• [INSTRUCTIONS FOR THE TASK]
Copy every line from the records below that carries the word "water".

• [RECORDS PROVIDED]
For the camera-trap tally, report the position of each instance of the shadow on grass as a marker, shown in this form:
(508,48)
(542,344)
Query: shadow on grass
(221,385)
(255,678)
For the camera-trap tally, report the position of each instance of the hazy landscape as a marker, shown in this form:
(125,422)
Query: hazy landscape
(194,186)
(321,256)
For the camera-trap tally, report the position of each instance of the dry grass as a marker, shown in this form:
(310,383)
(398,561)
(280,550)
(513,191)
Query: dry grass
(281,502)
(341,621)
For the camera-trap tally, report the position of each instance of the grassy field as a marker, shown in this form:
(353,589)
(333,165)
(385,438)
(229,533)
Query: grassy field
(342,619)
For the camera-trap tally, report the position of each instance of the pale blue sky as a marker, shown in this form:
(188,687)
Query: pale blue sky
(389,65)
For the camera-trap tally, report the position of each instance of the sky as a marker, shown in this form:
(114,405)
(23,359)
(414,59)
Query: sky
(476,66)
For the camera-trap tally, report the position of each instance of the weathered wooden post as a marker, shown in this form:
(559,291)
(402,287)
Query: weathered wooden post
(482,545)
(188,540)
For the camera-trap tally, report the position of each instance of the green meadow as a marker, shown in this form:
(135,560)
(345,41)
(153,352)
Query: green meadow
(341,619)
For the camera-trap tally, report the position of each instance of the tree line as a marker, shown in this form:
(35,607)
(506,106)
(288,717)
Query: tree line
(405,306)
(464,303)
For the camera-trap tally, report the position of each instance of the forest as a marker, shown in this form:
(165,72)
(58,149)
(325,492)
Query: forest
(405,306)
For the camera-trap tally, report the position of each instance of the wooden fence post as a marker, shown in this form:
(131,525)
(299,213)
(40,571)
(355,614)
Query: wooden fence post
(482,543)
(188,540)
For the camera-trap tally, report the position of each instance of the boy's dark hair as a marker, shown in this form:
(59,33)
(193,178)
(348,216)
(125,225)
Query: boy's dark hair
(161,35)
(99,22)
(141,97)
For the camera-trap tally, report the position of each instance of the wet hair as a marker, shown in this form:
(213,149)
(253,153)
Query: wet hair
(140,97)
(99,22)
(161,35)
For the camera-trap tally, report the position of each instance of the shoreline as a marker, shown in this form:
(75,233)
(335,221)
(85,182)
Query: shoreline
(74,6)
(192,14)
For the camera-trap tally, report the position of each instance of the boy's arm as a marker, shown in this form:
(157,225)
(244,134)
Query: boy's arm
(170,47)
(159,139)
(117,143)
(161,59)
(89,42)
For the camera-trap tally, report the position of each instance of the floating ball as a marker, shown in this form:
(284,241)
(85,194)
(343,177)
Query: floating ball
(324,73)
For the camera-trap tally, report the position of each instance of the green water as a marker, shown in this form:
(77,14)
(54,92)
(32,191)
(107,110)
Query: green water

• [SOLUTION TO THE PROBLEM]
For the camera-trap tally, report the position of each instance of the green water as a marker, shown in this form:
Query: green water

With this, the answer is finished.